From the entries, copy each line that includes "house".

INPUT RECORDS:
^^^^

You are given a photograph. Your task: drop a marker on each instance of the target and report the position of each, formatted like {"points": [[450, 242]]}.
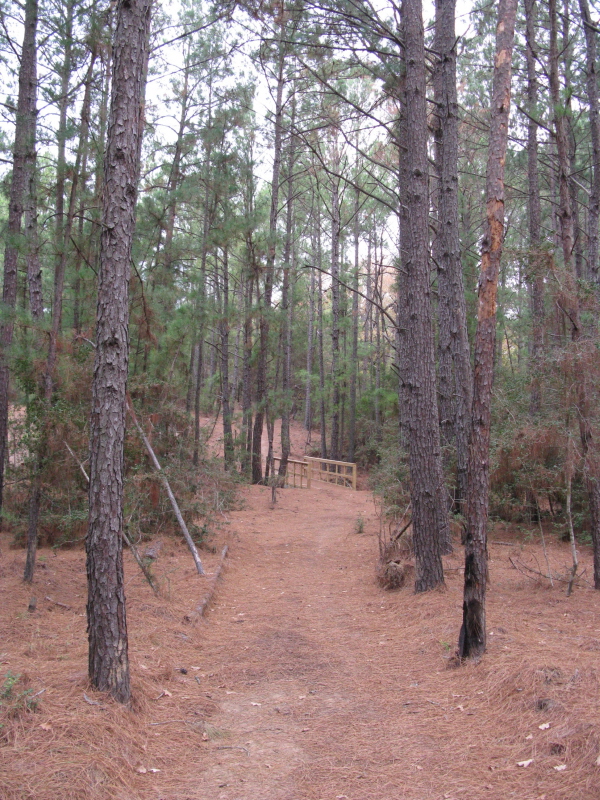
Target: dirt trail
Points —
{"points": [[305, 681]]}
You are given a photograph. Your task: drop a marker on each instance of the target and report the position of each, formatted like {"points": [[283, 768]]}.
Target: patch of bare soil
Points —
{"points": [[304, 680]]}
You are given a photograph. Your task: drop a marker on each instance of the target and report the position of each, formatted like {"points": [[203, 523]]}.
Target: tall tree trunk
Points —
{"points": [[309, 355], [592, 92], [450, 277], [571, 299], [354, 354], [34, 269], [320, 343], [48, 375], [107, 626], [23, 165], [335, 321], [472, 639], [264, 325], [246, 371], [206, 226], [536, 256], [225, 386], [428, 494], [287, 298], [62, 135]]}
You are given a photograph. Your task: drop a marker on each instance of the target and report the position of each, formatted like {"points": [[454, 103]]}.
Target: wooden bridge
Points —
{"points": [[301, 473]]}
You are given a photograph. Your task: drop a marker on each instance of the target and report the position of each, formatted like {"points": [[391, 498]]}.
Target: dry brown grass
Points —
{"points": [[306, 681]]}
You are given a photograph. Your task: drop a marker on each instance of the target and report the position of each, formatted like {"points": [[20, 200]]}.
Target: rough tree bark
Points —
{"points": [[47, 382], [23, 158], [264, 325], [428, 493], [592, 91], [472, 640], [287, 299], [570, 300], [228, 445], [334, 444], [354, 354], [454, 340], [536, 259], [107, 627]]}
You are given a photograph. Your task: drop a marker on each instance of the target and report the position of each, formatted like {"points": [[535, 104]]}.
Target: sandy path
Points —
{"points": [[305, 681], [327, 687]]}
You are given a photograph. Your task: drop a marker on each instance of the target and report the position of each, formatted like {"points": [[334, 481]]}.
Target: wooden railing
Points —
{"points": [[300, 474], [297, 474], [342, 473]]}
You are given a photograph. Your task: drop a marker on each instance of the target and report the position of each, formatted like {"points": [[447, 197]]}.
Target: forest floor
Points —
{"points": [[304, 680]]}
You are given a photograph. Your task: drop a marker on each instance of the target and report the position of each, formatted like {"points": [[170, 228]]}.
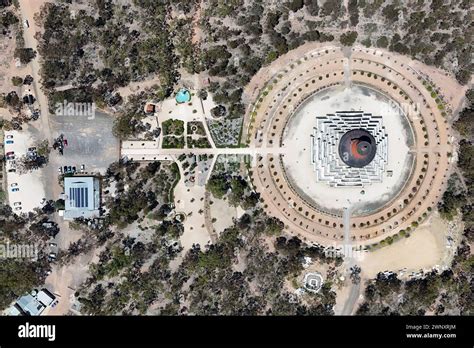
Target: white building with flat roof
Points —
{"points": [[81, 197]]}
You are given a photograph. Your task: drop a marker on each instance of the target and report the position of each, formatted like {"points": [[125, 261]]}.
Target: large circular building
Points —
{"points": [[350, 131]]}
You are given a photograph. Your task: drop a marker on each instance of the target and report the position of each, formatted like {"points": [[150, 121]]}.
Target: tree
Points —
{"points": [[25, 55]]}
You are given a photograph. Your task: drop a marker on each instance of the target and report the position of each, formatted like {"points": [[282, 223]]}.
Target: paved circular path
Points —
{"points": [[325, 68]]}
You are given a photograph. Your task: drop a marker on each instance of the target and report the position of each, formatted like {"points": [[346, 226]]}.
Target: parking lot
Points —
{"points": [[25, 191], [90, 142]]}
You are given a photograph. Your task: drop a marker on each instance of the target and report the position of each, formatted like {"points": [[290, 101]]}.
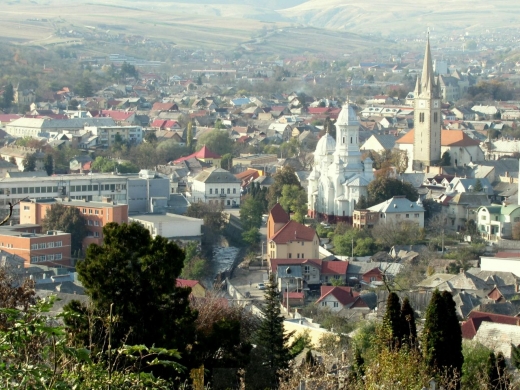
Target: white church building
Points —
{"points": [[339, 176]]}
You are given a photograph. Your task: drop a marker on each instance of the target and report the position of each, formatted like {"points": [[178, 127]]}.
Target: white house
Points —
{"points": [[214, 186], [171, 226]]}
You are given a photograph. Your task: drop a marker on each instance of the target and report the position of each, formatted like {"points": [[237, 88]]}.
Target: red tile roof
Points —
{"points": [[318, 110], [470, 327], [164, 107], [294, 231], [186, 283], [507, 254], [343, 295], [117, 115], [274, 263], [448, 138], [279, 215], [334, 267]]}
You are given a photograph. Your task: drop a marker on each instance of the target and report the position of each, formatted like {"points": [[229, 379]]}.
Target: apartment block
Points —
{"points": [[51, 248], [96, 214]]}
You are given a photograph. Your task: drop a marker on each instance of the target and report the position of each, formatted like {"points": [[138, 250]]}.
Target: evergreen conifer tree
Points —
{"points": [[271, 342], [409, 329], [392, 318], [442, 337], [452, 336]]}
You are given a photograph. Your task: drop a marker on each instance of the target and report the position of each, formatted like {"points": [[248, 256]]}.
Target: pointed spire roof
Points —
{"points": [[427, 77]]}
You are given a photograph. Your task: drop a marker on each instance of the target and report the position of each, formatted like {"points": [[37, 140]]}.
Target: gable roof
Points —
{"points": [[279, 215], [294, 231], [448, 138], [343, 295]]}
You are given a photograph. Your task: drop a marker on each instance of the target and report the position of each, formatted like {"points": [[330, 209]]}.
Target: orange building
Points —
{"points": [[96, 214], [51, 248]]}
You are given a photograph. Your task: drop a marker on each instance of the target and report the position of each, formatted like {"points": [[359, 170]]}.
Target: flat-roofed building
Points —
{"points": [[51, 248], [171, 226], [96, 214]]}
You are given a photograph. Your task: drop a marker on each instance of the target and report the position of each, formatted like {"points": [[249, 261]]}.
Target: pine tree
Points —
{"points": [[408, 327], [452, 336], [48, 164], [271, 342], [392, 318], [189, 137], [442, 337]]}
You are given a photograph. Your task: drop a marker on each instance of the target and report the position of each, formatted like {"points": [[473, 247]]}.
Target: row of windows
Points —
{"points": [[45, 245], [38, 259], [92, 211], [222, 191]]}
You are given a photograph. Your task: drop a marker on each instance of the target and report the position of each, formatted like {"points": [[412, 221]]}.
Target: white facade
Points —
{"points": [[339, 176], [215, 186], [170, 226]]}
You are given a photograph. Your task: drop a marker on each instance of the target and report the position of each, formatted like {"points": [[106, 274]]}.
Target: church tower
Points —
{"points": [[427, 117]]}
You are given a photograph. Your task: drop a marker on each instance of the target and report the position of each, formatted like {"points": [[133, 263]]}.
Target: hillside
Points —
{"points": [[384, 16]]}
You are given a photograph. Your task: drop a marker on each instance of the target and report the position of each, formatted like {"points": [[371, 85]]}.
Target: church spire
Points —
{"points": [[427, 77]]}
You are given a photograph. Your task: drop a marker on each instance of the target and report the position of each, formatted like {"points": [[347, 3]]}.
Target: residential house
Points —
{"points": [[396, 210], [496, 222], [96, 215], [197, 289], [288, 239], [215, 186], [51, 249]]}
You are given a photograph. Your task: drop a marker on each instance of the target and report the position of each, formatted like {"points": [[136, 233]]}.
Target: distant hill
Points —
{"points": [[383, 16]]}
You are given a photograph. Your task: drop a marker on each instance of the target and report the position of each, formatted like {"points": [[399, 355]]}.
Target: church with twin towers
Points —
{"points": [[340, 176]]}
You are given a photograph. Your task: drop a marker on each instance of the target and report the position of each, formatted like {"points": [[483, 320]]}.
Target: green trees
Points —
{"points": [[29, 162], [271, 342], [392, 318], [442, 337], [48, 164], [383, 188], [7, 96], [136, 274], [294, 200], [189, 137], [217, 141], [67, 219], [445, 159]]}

^^^^

COMPLETED TASK:
Target: white house
Target: residential house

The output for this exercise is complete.